_PLANTEAMIENTO 1_
En el hilo del foro sobre el tamaño de una placa fotovoltaica, ¿qué potencia indica er_koko para el motor del toldo?
== TEXTO EXTRAÍDO ==
# Tamaño de una placa fotovoltaica



## er_koko (May 19, 2006)

Hola buenas, soy nuevo en el foro.

Tengo que hacer un trabajo basado en un diseño de un toldo automatico, de tal manera que se ponga solo cuando incida el sol en la fachada en la que esta situado y se oculte cuando deje de dar el sol. Por tanto estara movido por un pequeño motor, la energia a de provenir de una pequeña placa fotovoltaica, y el "interruptor" habia pensado que fuera una celula fotoelectrica (creo que es lo mejor, pero si sabeis de algun otro elemento para hacer de "interruptor" decirlo)

Decir que no tengo ni idea de nada de esto, el trabajo era de eleccion libre me meti en esto.... y ahora no se por donde salir  ops: 

A ver si podeis ayudarme, de que tamaño deberia ser la placa fotovoltaica?? que precio podria tener?? y la celula fotoelectrica?? 

Agradezco todo lo que me podais aportar porque estoy muy perdido en estos temas, y no encuentro nada, porque no es un uso muy comun ni logico para una placa fotovoltaica.


Bueno, no se si me explicado bien porque no tengo mucha idea. Muchas gracias 


saludos!!


----------



## EinSoldiatGott (May 19, 2006)

er_koko dijo:
			
		

> Hola buenas, soy nuevo en el foro.
> 
> Tengo que hacer un trabajo basado en un diseño de un toldo automatico, de tal manera que se ponga solo cuando incida el sol en la fachada en la que esta situado y se oculte cuando deje de dar el sol. Por tanto estara movido por un pequeño motor, la energia a de provenir de una pequeña placa fotovoltaica, y el "interruptor" habia pensado que fuera una celula fotoelectrica (creo que es lo mejor, pero si sabeis de algun otro elemento para hacer de "interruptor" decirlo)
> 
> ...




Pues se ha metido en un lío muy caro, por lo menos donde yo vivo una celda que produce apenas 3v cuesta $150.

Ahora imagínese la que ocupara para producir 120v a una buena potencia, pues no creo que con cualquier motorcito pueda mover el domo.

El sensor de luz es fácil, transistor npn+LDR. Pida permiso para cambiar lo de la celda solar, díga que solo sera automática.

Saludos


----------



## er_koko (May 19, 2006)

buenas!

la caracteristicas del motor serian las siguientes:

Alimentacion (V/hz) --------------- 230/50
Potencia (W) ----------------------- 200-300

que clase de placa fotovoltaica habria que usar ?? unas dimensiones y precio aproximado. Si lo cambio necesitare algun dato. Muchas gracias!!



saludos!!


----------



## EinSoldiatGott (May 19, 2006)

er_koko dijo:
			
		

> buenas!
> 
> la caracteristicas del motor serian las siguientes:
> 
> ...



Hola, le saldrá carísimo pero bueno

Búsquelas aquí http://shop.altenergystore.com/?sou...a_venta&ad=0&gclid=CMyHm_KyhYUCFQ_9SAodgmCsyQ



Saludos


----------



## Time (Jul 7, 2006)

que tal, otra opcion seria usar un LDR como sensor de luz que active el encendido electrico del motor.
===
_PLANTEAMIENTO 2_
Copia sin cambios las líneas del listado que van desde la que contiene "of the utility" hasta el final del listado, ambas incluidas.
== MATERIAL DE ORIGEN ==
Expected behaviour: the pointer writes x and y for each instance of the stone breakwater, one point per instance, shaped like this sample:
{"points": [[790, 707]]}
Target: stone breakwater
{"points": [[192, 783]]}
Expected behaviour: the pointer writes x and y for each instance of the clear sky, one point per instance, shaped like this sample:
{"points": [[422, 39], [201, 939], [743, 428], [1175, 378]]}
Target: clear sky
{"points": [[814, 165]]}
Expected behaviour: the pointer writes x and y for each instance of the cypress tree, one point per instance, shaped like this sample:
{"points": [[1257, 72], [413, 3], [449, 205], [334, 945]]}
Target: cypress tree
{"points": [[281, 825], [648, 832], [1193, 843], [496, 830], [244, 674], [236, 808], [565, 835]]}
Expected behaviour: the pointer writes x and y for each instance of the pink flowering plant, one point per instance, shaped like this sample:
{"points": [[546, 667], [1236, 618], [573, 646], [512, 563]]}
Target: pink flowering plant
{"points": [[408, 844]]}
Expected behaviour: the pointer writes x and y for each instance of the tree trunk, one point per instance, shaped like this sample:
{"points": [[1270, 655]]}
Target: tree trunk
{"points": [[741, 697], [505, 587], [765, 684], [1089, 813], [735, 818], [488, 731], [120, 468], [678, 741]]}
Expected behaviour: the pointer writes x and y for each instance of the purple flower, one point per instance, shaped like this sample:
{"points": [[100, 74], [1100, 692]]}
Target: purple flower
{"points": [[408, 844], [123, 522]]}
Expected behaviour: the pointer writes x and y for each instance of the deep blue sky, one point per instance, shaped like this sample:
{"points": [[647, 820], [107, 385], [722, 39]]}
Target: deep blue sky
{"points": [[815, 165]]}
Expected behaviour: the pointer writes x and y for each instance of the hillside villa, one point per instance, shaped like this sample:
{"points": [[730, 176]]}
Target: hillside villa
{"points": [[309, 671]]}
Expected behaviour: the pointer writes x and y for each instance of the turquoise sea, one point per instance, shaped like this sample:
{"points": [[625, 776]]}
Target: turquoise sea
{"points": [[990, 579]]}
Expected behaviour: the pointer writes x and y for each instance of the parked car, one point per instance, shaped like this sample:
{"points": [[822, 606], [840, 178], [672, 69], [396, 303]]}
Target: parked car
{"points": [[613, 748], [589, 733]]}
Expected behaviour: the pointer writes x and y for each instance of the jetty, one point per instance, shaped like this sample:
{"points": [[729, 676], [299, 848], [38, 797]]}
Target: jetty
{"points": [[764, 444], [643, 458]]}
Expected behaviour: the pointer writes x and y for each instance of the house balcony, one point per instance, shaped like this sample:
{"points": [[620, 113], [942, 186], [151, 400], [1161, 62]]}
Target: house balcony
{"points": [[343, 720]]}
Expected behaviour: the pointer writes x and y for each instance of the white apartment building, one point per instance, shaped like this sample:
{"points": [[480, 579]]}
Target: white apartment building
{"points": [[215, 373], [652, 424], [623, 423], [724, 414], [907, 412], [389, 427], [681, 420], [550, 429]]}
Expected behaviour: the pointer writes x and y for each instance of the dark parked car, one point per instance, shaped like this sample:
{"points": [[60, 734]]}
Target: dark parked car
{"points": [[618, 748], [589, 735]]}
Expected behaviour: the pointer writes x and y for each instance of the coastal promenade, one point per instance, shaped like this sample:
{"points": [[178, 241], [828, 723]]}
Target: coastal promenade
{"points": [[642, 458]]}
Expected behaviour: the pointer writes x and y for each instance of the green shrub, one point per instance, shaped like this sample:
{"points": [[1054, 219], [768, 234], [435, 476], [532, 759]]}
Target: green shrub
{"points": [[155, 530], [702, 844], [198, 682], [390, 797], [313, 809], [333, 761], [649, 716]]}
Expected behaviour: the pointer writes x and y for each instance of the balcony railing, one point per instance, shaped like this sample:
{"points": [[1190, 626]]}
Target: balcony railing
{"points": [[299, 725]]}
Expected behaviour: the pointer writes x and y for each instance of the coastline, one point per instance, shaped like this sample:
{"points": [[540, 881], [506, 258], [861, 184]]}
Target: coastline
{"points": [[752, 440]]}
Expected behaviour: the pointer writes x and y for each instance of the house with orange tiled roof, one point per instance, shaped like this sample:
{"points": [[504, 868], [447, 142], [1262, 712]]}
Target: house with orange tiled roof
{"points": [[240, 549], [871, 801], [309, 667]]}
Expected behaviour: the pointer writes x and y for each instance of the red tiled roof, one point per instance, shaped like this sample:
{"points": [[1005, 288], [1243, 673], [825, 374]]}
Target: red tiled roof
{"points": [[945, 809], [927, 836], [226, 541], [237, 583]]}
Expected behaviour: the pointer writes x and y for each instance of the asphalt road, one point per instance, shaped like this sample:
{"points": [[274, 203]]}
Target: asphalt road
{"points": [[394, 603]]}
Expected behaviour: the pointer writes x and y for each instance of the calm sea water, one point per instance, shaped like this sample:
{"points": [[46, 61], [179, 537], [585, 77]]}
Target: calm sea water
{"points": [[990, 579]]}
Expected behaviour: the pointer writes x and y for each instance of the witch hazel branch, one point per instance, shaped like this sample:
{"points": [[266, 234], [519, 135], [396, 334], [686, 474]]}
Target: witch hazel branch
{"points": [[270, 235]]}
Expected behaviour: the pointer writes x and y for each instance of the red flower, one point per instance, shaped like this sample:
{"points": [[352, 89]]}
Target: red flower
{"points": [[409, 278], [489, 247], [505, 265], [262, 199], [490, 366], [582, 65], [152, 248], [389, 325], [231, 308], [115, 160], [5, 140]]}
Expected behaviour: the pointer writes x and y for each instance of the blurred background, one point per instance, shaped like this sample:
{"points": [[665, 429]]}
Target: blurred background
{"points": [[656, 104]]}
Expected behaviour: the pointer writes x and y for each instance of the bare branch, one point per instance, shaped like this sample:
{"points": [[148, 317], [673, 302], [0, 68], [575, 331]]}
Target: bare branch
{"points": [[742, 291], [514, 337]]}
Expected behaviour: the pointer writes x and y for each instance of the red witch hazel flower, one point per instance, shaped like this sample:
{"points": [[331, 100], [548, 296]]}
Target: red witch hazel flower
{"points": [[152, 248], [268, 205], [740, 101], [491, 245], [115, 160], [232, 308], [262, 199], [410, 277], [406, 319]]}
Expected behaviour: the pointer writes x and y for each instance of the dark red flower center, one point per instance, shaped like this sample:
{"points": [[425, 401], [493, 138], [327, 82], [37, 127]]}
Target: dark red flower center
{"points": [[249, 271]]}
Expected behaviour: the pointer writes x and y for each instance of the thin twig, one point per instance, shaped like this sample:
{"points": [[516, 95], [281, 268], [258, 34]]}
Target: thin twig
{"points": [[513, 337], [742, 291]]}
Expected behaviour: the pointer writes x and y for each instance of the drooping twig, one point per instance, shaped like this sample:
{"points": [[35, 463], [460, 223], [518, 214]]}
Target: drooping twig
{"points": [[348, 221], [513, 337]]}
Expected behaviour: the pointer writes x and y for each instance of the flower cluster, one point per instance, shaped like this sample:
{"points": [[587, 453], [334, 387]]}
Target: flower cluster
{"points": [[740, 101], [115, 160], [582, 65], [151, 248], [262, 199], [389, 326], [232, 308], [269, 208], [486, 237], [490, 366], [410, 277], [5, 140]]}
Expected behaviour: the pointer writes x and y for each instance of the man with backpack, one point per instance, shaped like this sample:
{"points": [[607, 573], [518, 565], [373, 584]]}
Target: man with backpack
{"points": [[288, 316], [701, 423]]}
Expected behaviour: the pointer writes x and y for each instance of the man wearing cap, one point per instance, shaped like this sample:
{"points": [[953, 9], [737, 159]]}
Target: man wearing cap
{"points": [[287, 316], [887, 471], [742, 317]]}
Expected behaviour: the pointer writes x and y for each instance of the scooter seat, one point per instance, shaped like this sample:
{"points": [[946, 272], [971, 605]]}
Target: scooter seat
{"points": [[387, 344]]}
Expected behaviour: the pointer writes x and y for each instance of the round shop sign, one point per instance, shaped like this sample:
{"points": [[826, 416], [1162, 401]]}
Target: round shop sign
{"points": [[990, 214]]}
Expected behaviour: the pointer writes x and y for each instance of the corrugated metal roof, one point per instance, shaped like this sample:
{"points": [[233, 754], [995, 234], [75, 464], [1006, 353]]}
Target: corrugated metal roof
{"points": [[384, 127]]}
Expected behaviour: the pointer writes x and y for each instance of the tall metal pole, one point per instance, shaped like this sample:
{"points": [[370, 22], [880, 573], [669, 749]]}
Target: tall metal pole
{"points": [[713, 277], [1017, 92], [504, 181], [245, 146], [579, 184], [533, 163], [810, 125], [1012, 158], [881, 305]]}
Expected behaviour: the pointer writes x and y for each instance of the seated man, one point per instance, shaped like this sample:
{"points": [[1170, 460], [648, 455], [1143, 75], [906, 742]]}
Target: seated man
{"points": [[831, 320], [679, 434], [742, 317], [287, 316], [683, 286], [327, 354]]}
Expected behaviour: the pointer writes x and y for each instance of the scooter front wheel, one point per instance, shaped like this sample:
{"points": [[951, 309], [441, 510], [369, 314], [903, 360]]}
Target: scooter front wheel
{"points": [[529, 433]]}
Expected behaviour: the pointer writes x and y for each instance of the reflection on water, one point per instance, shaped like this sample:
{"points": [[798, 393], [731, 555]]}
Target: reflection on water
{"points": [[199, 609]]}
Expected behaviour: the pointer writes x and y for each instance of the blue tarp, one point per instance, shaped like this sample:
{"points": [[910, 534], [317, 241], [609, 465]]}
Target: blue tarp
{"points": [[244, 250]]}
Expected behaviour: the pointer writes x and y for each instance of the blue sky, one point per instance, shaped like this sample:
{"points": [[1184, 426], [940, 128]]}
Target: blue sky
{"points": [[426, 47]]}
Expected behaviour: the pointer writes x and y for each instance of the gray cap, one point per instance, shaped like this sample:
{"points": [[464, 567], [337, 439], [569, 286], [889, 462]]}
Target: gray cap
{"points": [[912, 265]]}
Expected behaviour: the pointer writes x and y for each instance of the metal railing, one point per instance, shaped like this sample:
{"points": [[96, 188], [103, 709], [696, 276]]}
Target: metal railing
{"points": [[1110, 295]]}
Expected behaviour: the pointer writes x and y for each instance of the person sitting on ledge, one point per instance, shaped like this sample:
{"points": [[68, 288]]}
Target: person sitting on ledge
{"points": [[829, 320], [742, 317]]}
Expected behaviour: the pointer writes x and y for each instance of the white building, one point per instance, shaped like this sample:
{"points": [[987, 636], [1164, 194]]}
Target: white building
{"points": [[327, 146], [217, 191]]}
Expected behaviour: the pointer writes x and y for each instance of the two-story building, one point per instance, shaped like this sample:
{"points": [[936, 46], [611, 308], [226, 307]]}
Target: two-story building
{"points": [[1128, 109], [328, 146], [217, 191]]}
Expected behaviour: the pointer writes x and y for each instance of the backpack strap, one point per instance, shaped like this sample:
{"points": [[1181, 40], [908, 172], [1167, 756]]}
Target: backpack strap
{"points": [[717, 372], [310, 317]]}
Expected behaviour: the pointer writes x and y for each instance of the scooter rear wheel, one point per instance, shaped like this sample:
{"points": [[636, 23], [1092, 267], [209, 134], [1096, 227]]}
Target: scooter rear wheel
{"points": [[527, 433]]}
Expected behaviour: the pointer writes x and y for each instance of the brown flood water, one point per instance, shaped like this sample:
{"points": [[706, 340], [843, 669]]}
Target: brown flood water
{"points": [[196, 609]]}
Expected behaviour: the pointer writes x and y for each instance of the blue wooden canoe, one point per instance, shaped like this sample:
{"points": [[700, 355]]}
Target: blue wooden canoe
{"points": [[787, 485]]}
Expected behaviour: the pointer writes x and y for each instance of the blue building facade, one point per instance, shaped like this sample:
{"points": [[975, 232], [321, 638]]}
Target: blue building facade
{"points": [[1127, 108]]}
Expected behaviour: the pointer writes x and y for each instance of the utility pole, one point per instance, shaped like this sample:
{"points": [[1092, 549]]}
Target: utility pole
===
_RESPUESTA FINAL 1_
Entre 200 y 300 W.

_RESPUESTA FINAL 2_
Expected behaviour: the pointer writes x and y for each instance of the utility pole, one point per instance, shaped like this sample:
{"points": [[1092, 549]]}
Target: utility pole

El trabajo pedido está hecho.